Begin Record list

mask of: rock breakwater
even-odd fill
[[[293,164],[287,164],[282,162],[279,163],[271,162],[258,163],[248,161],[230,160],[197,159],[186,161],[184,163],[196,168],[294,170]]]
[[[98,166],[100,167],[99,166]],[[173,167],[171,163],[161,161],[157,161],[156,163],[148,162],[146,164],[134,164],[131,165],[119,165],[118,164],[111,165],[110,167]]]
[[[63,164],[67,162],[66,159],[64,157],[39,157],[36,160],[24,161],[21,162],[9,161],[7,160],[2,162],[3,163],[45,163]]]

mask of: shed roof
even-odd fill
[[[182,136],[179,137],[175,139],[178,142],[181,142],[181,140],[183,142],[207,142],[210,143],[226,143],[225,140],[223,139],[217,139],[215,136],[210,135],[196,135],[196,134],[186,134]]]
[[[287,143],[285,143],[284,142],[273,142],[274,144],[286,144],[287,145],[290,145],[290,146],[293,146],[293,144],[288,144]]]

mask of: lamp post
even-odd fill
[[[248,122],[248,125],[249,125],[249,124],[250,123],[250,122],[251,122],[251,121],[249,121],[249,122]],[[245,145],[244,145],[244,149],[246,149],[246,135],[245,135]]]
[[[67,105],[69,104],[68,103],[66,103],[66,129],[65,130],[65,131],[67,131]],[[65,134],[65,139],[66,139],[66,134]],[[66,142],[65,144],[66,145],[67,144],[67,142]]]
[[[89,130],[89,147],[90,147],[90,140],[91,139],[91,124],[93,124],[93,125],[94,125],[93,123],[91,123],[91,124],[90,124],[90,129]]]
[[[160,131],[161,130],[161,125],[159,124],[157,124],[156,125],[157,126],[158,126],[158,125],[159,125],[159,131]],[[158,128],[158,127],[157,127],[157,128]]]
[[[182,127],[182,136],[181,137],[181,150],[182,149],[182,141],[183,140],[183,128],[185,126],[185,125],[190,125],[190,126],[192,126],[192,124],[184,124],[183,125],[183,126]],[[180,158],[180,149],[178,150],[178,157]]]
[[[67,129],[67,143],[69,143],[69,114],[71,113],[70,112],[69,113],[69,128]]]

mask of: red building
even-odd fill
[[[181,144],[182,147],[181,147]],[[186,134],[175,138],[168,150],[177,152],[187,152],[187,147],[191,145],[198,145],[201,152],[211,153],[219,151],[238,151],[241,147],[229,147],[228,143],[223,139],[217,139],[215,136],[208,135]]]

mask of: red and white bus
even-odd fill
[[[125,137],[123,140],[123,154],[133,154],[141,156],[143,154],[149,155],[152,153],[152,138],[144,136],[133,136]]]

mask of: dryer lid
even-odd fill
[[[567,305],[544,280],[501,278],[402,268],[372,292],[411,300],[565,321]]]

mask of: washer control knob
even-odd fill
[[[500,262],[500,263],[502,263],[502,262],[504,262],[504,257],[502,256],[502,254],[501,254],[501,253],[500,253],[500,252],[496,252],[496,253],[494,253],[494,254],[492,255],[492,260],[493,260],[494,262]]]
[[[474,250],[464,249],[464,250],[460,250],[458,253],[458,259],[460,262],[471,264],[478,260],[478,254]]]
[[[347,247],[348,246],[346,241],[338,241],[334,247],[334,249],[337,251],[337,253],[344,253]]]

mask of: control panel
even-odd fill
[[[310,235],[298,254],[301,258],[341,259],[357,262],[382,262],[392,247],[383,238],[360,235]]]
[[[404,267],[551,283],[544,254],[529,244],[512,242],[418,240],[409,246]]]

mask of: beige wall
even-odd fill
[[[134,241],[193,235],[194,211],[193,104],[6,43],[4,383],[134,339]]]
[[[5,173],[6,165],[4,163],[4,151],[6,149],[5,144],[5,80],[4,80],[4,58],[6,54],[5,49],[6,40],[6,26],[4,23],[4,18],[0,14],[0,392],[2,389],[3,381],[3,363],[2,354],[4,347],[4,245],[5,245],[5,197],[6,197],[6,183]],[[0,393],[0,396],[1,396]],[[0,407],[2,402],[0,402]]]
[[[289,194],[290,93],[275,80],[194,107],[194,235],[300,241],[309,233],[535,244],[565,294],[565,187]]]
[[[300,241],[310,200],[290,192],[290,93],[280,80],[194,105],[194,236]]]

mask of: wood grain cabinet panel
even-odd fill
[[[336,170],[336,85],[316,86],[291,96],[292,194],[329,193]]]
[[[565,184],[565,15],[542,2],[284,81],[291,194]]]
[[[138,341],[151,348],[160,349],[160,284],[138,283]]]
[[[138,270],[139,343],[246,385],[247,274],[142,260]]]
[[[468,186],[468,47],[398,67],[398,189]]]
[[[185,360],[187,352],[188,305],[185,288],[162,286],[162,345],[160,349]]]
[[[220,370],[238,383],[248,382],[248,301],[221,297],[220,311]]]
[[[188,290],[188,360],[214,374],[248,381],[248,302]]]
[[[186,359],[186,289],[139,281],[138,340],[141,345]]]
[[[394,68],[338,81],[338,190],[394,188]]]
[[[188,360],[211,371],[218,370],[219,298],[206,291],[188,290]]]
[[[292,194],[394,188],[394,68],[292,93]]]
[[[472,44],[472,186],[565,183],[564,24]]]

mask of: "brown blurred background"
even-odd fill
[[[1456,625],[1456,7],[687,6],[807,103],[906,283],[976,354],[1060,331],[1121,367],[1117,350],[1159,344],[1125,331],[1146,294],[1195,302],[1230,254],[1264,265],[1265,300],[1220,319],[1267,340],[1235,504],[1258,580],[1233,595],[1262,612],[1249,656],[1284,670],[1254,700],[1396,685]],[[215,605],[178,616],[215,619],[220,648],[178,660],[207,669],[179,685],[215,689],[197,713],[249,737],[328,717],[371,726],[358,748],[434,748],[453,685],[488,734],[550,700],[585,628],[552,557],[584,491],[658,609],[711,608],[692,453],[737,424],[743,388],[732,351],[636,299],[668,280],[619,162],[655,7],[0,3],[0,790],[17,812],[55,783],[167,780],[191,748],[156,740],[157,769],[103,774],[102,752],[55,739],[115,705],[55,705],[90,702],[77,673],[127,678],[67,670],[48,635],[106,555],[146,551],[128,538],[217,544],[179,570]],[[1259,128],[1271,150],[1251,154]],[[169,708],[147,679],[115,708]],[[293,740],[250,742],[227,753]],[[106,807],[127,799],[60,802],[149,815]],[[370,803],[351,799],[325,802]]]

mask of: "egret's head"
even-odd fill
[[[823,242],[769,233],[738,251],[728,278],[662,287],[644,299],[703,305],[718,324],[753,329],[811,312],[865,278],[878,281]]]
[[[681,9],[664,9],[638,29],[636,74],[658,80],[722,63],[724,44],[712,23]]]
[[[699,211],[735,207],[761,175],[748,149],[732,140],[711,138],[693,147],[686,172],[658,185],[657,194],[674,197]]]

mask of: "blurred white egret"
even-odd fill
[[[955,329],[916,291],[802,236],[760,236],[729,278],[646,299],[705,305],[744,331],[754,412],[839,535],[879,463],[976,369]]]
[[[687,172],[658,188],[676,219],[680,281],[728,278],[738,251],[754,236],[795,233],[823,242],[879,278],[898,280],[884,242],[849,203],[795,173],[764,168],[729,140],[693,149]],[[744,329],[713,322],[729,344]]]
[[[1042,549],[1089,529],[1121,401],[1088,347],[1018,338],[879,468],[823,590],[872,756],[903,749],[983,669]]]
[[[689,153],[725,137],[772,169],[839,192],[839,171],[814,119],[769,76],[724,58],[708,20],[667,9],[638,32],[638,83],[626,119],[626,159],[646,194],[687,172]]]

End Record list

(The request) Copy the listing above line for line, with no changes.

(Full response)
mask of: rock breakwater
even-odd fill
[[[293,164],[287,164],[282,162],[279,163],[271,162],[258,163],[248,161],[230,160],[197,159],[186,161],[184,163],[196,168],[294,170]]]
[[[98,166],[100,167],[99,166]],[[173,167],[171,163],[161,161],[157,161],[156,163],[148,162],[146,164],[134,164],[131,165],[119,165],[118,164],[111,165],[110,167]]]
[[[63,164],[67,162],[66,159],[64,157],[39,157],[36,160],[24,161],[21,162],[9,161],[7,160],[2,162],[3,163],[45,163]]]

mask of: shed roof
even-odd fill
[[[182,136],[179,137],[175,139],[178,142],[181,142],[181,140],[183,142],[207,142],[210,143],[226,143],[225,140],[223,139],[217,139],[215,136],[210,135],[196,135],[196,134],[186,134]]]
[[[287,143],[285,143],[284,142],[273,142],[274,144],[286,144],[287,145],[290,145],[290,146],[293,146],[293,144],[288,144]]]

mask of: lamp post
even-odd fill
[[[248,122],[248,125],[249,125],[249,124],[250,123],[250,122],[251,122],[251,121],[249,121],[249,122]],[[245,145],[244,145],[244,149],[246,149],[246,135],[245,135]]]
[[[67,105],[69,104],[68,103],[66,103],[66,129],[65,130],[65,131],[67,131]],[[65,134],[65,139],[66,139],[66,134]],[[66,142],[65,144],[66,145],[67,144],[67,142]]]
[[[89,130],[89,147],[90,147],[90,140],[91,139],[91,124],[93,124],[93,125],[94,125],[93,123],[91,123],[91,124],[90,124],[90,129]]]
[[[160,131],[161,130],[161,125],[159,124],[157,124],[156,125],[157,126],[158,126],[158,125],[159,125],[159,131]],[[158,128],[158,127],[157,127],[157,128]]]
[[[182,127],[182,136],[181,137],[181,150],[182,149],[182,141],[183,140],[183,128],[185,126],[185,125],[190,125],[190,126],[192,126],[192,124],[184,124],[183,125],[183,126]],[[180,158],[180,149],[178,150],[178,157]]]
[[[67,129],[67,143],[69,143],[69,114],[71,113],[70,112],[69,113],[69,128]]]

mask of: red building
even-odd fill
[[[181,144],[182,147],[181,147]],[[186,134],[175,138],[168,150],[177,152],[187,152],[187,147],[191,145],[198,145],[201,152],[211,153],[219,151],[238,151],[241,147],[229,147],[228,143],[223,139],[217,139],[215,136],[208,135]]]

mask of: red and white bus
even-odd fill
[[[125,137],[123,140],[123,154],[133,154],[141,156],[143,154],[149,155],[152,153],[152,138],[144,136],[133,136]]]

mask of: dryer lid
even-odd fill
[[[567,305],[544,280],[501,278],[402,268],[372,292],[411,300],[565,321]]]

mask of: washer control knob
even-odd fill
[[[500,262],[500,263],[502,263],[502,262],[504,262],[504,257],[502,256],[502,254],[501,254],[501,253],[500,253],[500,252],[496,252],[496,253],[494,253],[494,254],[492,255],[492,260],[493,260],[494,262]]]
[[[474,250],[464,249],[464,250],[460,250],[458,253],[458,259],[460,262],[471,264],[478,260],[478,254]]]
[[[347,247],[348,246],[346,241],[338,241],[334,247],[334,249],[337,251],[337,253],[344,253]]]

mask of: control panel
even-odd fill
[[[310,235],[298,254],[301,258],[341,259],[357,262],[382,262],[392,247],[383,238],[360,235]]]
[[[404,267],[551,283],[544,254],[529,244],[512,242],[418,240],[409,246]]]

mask of: beige wall
even-odd fill
[[[134,241],[193,235],[194,211],[193,104],[6,43],[4,383],[134,339]]]
[[[5,173],[6,165],[4,163],[4,151],[6,149],[5,144],[5,80],[4,80],[4,58],[6,54],[5,49],[6,40],[6,26],[4,23],[4,18],[0,14],[0,392],[2,389],[3,381],[3,363],[2,354],[4,347],[4,245],[5,245],[5,197],[6,197],[6,183]],[[0,393],[0,396],[1,396]],[[0,407],[2,402],[0,402]]]
[[[289,194],[290,93],[275,80],[194,107],[194,235],[300,241],[309,233],[535,244],[565,294],[565,187]]]
[[[300,241],[310,200],[290,192],[290,93],[280,80],[194,105],[194,236]]]

mask of: wood grain cabinet panel
even-odd fill
[[[336,170],[336,85],[316,86],[291,96],[292,194],[329,193]]]
[[[565,184],[565,15],[542,2],[284,81],[291,194]]]
[[[138,341],[151,348],[160,349],[160,284],[138,283]]]
[[[138,270],[139,343],[246,385],[247,274],[142,260]]]
[[[468,186],[468,47],[398,67],[398,189]]]
[[[185,360],[187,352],[188,305],[185,288],[162,286],[162,345],[160,349]]]
[[[220,370],[238,383],[248,382],[248,301],[221,297],[220,311]]]
[[[188,290],[188,360],[214,374],[248,381],[248,302]]]
[[[186,359],[186,289],[139,281],[138,340],[141,345]]]
[[[394,68],[338,81],[338,190],[394,188]]]
[[[188,360],[211,371],[218,370],[219,298],[206,291],[188,290]]]
[[[292,194],[394,188],[394,68],[292,93]]]
[[[472,44],[472,186],[565,183],[564,24]]]

mask of: "brown blurred background"
even-odd fill
[[[1456,625],[1456,7],[687,6],[807,103],[906,283],[976,354],[1060,331],[1121,367],[1117,350],[1159,344],[1125,331],[1146,294],[1195,302],[1230,254],[1264,265],[1265,300],[1220,319],[1267,340],[1235,504],[1258,580],[1233,595],[1262,612],[1249,656],[1284,670],[1254,700],[1396,685]],[[215,605],[178,616],[215,619],[220,648],[178,660],[207,669],[179,685],[215,689],[197,713],[249,737],[328,717],[371,726],[358,748],[434,748],[453,685],[488,734],[550,700],[585,628],[552,557],[584,491],[658,609],[711,608],[692,453],[737,424],[743,388],[732,351],[636,299],[668,280],[619,162],[655,7],[0,3],[0,790],[17,812],[55,783],[167,780],[191,748],[156,740],[157,769],[103,774],[102,752],[55,739],[115,705],[55,705],[90,702],[77,673],[127,678],[67,670],[48,635],[106,555],[146,551],[128,538],[217,544],[179,570]],[[1259,128],[1271,150],[1251,154]],[[169,708],[147,679],[115,708]],[[293,740],[250,742],[227,753]],[[106,807],[127,799],[60,802],[149,815]],[[370,803],[351,799],[325,802]]]

mask of: "egret's head"
even-odd fill
[[[823,242],[769,233],[738,251],[728,278],[662,287],[644,299],[703,305],[718,324],[753,329],[811,312],[865,278],[878,281]]]
[[[681,9],[664,9],[638,29],[636,74],[658,80],[722,63],[724,44],[712,23]]]
[[[699,211],[735,207],[761,175],[748,149],[732,140],[711,138],[693,147],[686,172],[658,185],[657,194],[674,197]]]

mask of: "blurred white egret"
even-odd fill
[[[955,329],[916,291],[802,236],[760,236],[729,278],[646,299],[705,305],[744,331],[754,412],[839,535],[879,463],[976,369]]]
[[[687,172],[658,188],[676,219],[680,281],[728,278],[738,251],[754,236],[795,233],[823,242],[879,278],[898,280],[884,242],[849,203],[795,173],[764,168],[729,140],[693,149]],[[744,329],[713,322],[729,344]]]
[[[1042,549],[1089,529],[1121,401],[1088,347],[1018,338],[879,468],[823,590],[872,756],[903,749],[983,669]]]
[[[689,153],[725,137],[772,169],[839,192],[839,171],[814,119],[769,76],[724,58],[708,20],[667,9],[638,32],[638,83],[626,119],[626,159],[646,194],[687,172]]]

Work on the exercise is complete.